Extract provided:
We take an integrated, interdisciplinary, global and conceptual approach to the social sciences. Our courses are designed to encourage critical, creative thinking and reflective decision making. In addition to some of our unique class offerings, we offer courses that meet the needs of American studies for students intending to study in the United States.

Student historians

NHD China is an exciting way for students to present their high quality historical research to fellow students, teachers and other members of the community.

Connecting great minds

Mr. Rajmohan Gandhi was invited by a group of history students to share with the community his grandfather's legacy in India and the importance of choosing love and forgiveness over prejudice and anger.

The business of compassion

Students in the Social Entrepreneurship course familiarize themselves with every aspect of what is needed to run a successful social enterprise.


General Requirements

Humanities

In the freshman year, history is integrated with English to compose the Humanities program. This description is designed to give a general overview of the history component of the humanities program. Offering both a chronological and thematic survey of early humans and the rise of civilizations. The study of western civilizations incorporates Mesopotamia, classical Greece, and ancient Rome. Students will also learn about eastern history, focusing on the earliest evidence of Chinese civilization until the Qing dynasty. The course highlights various topics laying a foundation for further work in world history. Students will learn to interpret a variety of sources: both primary and secondary. Oral and written reports will be assigned as deemed appropriate by the instructor. Students will also work to complete a collaborative research project for the China National History Day competition. Religious beliefs about Creation and the ‘problem of evil’ are studied and this counts towards the necessary religion credit needed by Grade 9 students.

Duration: 2 Semesters
Credit: 1.0

World History


World History: Challenge and Response will focus on the time period from 600 C.E. forward, with an emphasis on the 19th and 20th century for the entire second semester. The course accentuates the ways in which individuals have responded to the challenges of living in community. The emphasis will not be on coverage in world history but rather an exploration of key case studies through time that emphasize human agency in a global society. Our approach will be on project based learning so that each unit will feature a debate, trial, simulation or presentation as we look to go deeper into some of the most exciting stories in world history. Building writing skills and public speaking skills will be prioritized. All students will engage in National History Day research on a topic of their choosing. While students taking this course will not be prepared to take the AP World History exam, they could elect to take the SAT II test in World History.

Short problem 1:
Can you repeat the records word for word, beginning at the line that contains "Could you indicate which part of this picture the child's head" and stopping after the line that contains "[220,166,406,200]"?
The course page and the records come from unrelated sources.

Supplied data:
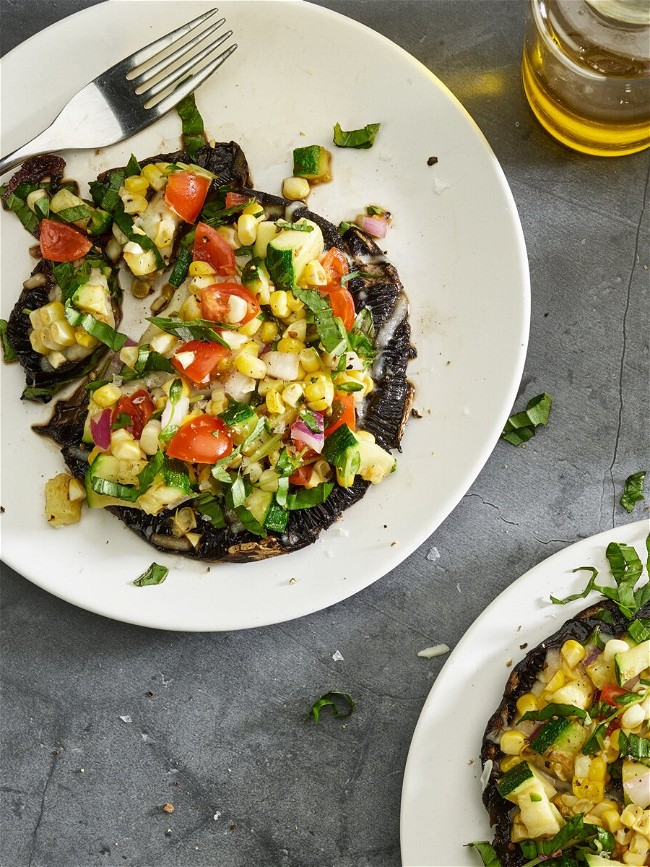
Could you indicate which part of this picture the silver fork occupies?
[0,9,237,175]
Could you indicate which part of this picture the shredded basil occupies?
[176,93,207,159]
[501,392,553,446]
[332,123,381,148]
[620,470,645,512]
[147,316,232,349]
[65,304,129,352]
[133,563,169,587]
[305,689,356,723]
[292,287,347,355]
[467,840,501,867]
[0,319,18,364]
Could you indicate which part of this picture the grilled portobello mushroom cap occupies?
[35,192,415,562]
[481,599,650,867]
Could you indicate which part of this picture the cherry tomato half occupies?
[167,415,232,464]
[172,340,229,384]
[321,247,350,283]
[40,220,92,262]
[325,392,357,437]
[192,223,237,277]
[289,464,313,487]
[600,683,629,707]
[165,171,210,223]
[201,283,260,325]
[111,388,154,440]
[314,283,356,331]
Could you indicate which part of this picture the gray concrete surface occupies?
[0,0,650,867]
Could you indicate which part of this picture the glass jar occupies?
[522,0,650,156]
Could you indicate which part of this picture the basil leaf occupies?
[332,123,381,148]
[167,248,192,288]
[64,303,129,352]
[305,689,355,723]
[292,287,347,355]
[56,205,90,223]
[147,316,232,349]
[286,482,334,511]
[0,319,18,364]
[467,840,501,867]
[111,202,165,268]
[120,343,176,382]
[620,470,645,512]
[192,493,226,530]
[2,193,38,235]
[501,392,553,446]
[124,154,142,178]
[133,563,169,587]
[176,93,207,159]
[518,702,588,722]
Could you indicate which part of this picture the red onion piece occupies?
[90,409,111,449]
[357,214,388,238]
[291,412,325,454]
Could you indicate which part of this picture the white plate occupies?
[400,520,650,867]
[0,0,530,630]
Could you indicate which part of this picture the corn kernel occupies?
[499,729,526,756]
[217,226,241,250]
[242,202,265,221]
[45,349,68,370]
[287,292,305,313]
[600,807,622,834]
[499,756,524,774]
[282,177,311,202]
[237,214,257,247]
[259,320,279,343]
[282,382,304,407]
[300,259,329,286]
[239,340,260,358]
[50,319,76,346]
[266,388,286,415]
[237,316,266,342]
[142,163,167,191]
[621,804,643,828]
[305,374,334,412]
[74,325,99,349]
[545,669,566,692]
[187,261,216,277]
[269,289,289,318]
[560,638,587,668]
[277,337,305,354]
[571,777,605,803]
[124,175,149,193]
[298,346,321,373]
[38,301,67,326]
[589,756,607,783]
[234,354,266,379]
[93,382,122,408]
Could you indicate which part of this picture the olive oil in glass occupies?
[522,0,650,156]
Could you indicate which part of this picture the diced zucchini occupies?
[293,145,332,183]
[260,218,325,291]
[253,220,278,259]
[323,424,361,488]
[359,438,397,485]
[614,639,650,686]
[244,488,273,527]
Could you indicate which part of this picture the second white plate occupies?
[400,520,650,867]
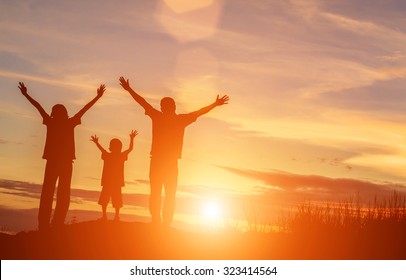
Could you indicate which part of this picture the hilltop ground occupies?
[0,221,406,260]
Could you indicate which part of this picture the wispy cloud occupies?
[221,167,406,199]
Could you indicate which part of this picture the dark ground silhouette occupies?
[0,221,406,260]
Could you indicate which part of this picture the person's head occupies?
[109,138,123,153]
[161,97,176,114]
[51,104,69,120]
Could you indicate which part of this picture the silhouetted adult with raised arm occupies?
[120,77,229,226]
[18,82,106,230]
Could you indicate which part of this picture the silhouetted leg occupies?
[162,159,178,226]
[149,159,162,224]
[38,160,58,230]
[52,161,72,226]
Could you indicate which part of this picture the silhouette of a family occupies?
[18,77,229,230]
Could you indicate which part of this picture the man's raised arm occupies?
[119,77,152,111]
[18,82,49,119]
[196,95,230,117]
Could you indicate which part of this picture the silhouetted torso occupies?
[42,116,81,160]
[145,108,197,159]
[101,152,128,187]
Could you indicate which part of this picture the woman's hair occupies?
[51,104,69,119]
[109,138,123,152]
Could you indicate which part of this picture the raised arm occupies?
[90,135,107,153]
[119,77,152,111]
[124,130,138,153]
[196,95,230,117]
[75,85,106,118]
[18,82,49,119]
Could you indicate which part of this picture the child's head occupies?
[51,104,68,120]
[109,138,123,153]
[161,97,176,114]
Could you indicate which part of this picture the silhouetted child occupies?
[90,130,138,221]
[18,82,106,230]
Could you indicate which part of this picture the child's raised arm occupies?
[18,82,49,119]
[124,130,138,153]
[90,135,107,153]
[75,85,106,118]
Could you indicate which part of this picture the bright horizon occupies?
[0,0,406,232]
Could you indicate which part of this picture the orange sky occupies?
[0,0,406,232]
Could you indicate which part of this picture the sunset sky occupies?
[0,0,406,230]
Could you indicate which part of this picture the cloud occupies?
[220,166,406,200]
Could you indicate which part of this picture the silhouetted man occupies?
[18,82,106,230]
[120,77,229,226]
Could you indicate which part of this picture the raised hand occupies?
[215,95,230,106]
[130,130,138,139]
[18,82,27,94]
[90,134,99,144]
[97,84,106,97]
[119,77,131,91]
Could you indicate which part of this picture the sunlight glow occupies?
[201,201,222,223]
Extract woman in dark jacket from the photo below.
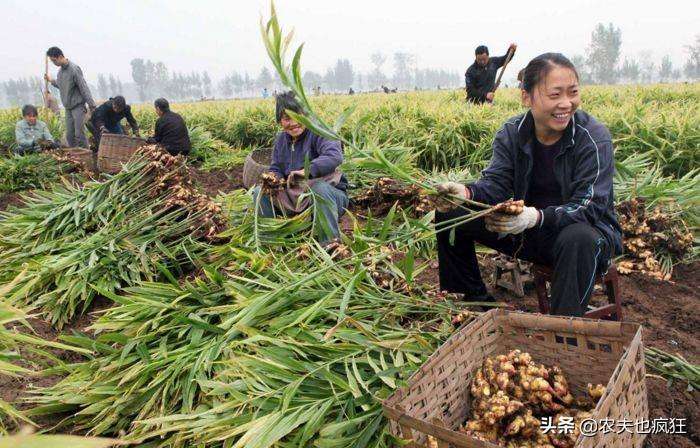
[436,53,622,316]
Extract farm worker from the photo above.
[14,104,56,155]
[436,53,622,316]
[88,95,139,148]
[464,44,518,104]
[148,98,192,156]
[253,92,349,244]
[44,47,95,148]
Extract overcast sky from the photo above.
[0,0,700,82]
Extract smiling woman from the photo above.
[436,53,622,316]
[522,53,581,145]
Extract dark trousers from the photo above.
[88,121,124,151]
[435,210,610,316]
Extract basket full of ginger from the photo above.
[383,310,648,448]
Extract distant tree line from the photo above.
[572,23,700,84]
[0,33,700,107]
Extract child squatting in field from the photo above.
[436,53,622,316]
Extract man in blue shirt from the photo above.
[464,44,517,104]
[14,104,56,155]
[88,95,139,148]
[253,92,348,244]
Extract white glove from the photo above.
[485,207,541,235]
[435,182,469,212]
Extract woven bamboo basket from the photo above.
[60,148,97,171]
[383,310,649,448]
[243,148,272,188]
[97,134,146,173]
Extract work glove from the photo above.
[435,182,471,213]
[484,207,542,235]
[287,170,306,188]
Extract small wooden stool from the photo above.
[532,263,622,321]
[493,255,532,297]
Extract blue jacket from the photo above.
[468,110,622,254]
[270,129,347,191]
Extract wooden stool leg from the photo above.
[511,261,525,297]
[605,267,622,321]
[534,272,549,314]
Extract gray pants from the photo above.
[253,181,349,244]
[66,104,88,148]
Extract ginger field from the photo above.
[0,84,700,448]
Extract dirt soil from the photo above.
[190,165,245,197]
[0,192,22,211]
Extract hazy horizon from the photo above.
[0,0,700,83]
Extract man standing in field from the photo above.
[148,98,192,156]
[464,44,517,104]
[88,95,139,148]
[44,47,95,148]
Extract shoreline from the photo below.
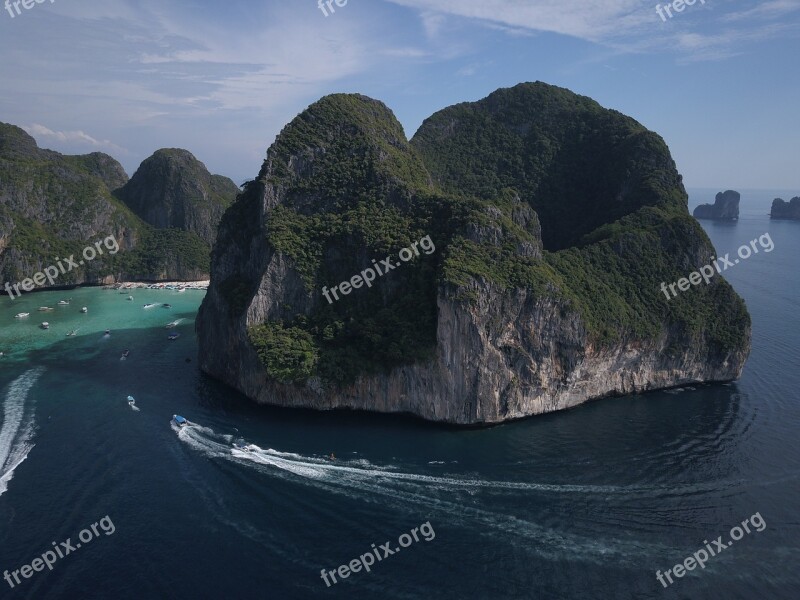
[0,279,211,300]
[106,279,211,291]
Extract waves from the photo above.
[0,367,44,496]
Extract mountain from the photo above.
[770,197,800,220]
[197,83,750,424]
[694,190,741,221]
[0,123,236,285]
[115,148,239,246]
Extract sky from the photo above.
[0,0,800,189]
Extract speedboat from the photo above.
[233,442,258,453]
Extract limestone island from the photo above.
[196,83,751,425]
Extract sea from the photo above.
[0,190,800,600]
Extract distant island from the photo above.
[0,123,239,289]
[692,190,741,221]
[770,196,800,221]
[196,83,751,425]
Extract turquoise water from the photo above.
[0,192,800,599]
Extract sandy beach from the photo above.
[103,280,211,291]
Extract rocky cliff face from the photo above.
[0,123,236,288]
[114,149,239,245]
[694,190,741,221]
[197,84,750,425]
[770,197,800,220]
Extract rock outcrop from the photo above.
[0,123,237,289]
[770,196,800,221]
[116,148,239,246]
[694,190,741,221]
[197,83,750,425]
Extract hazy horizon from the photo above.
[0,0,800,190]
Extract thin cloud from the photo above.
[22,123,128,154]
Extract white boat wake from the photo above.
[0,367,44,496]
[167,423,680,565]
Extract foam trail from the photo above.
[0,367,44,496]
[178,423,736,497]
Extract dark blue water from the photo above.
[0,192,800,599]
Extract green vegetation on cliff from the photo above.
[0,123,238,284]
[233,83,750,383]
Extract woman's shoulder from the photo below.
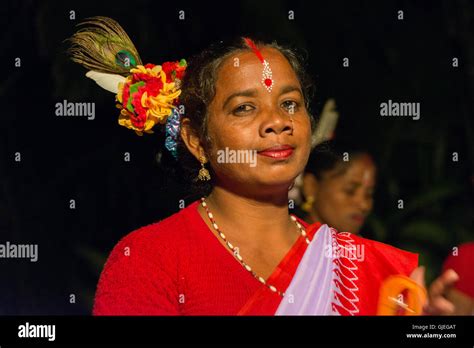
[104,201,201,262]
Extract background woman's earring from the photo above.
[301,196,314,213]
[197,156,211,181]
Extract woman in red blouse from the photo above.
[75,27,456,315]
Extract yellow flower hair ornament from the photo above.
[69,17,187,156]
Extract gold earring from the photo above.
[301,196,314,213]
[197,156,211,181]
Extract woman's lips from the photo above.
[258,145,294,159]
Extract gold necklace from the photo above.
[201,197,311,297]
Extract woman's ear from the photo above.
[303,173,319,199]
[180,118,205,161]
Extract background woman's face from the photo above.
[305,156,376,233]
[208,49,311,193]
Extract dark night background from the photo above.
[0,0,474,315]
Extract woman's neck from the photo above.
[206,186,297,247]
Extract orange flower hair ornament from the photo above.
[69,17,187,156]
[244,37,275,92]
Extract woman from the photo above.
[68,18,456,315]
[302,147,377,234]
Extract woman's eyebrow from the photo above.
[222,88,258,109]
[222,85,303,109]
[280,85,303,95]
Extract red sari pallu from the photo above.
[93,201,418,315]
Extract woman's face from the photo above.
[204,48,311,194]
[304,155,376,233]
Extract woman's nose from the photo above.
[261,104,293,136]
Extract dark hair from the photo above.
[305,141,369,180]
[161,38,315,196]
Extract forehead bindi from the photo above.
[216,48,299,93]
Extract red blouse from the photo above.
[93,201,316,315]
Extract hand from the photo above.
[410,266,459,315]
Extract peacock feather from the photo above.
[69,16,142,76]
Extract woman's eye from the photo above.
[234,104,253,114]
[282,100,298,113]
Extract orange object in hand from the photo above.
[377,275,427,315]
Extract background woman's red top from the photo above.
[93,201,418,315]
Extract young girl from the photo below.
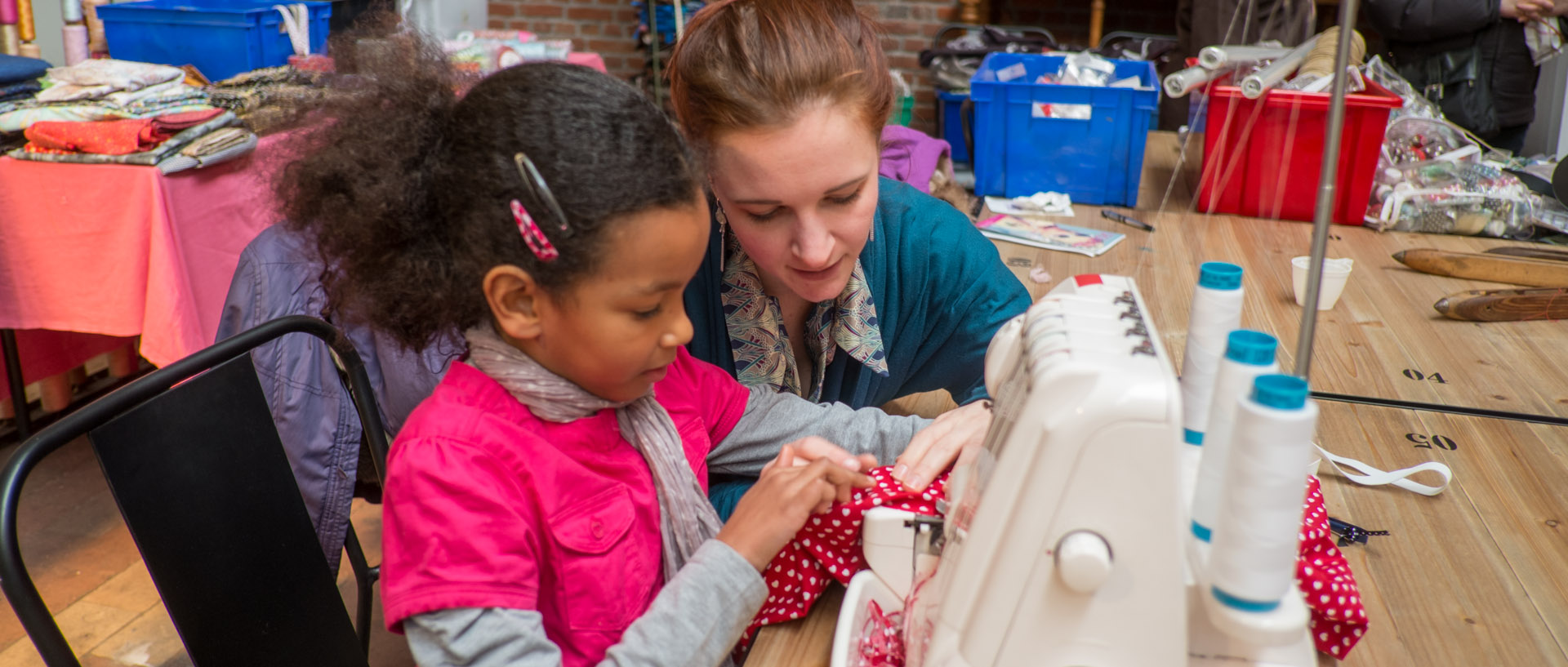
[279,29,925,665]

Short problem 2:
Could you quote the course page exactly, beginning at the words "NHD China is" and stopping after the words "prejudice and anger."?

Exercise result 1:
Could you indicate which part of this picture the child's head occupies?
[51,104,68,120]
[109,138,123,153]
[161,97,176,114]
Could you indicate which part of this picture the silhouetted child occupies?
[90,130,138,221]
[18,82,106,230]
Could you indicate which part of this picture the child's raised arm occupies?
[18,82,49,119]
[124,130,138,153]
[90,135,107,153]
[75,85,106,118]
Could you indicate which part of this picture the bright horizon occupies?
[0,0,406,232]
Could you indicate which part of this picture the orange sky occupies?
[0,0,406,232]
Could you indicate which part of this picture the sunset sky occupies?
[0,0,406,230]
Could you indicate which part of this picture the cloud occupies?
[220,166,406,200]

Exercise result 2:
NHD China is an exciting way for students to present their high quality historical research to fellow students, teachers and other members of the community.

Connecting great minds

Mr. Rajmohan Gandhi was invited by a group of history students to share with the community his grandfather's legacy in India and the importance of choosing love and forgiveness over prejudice and anger.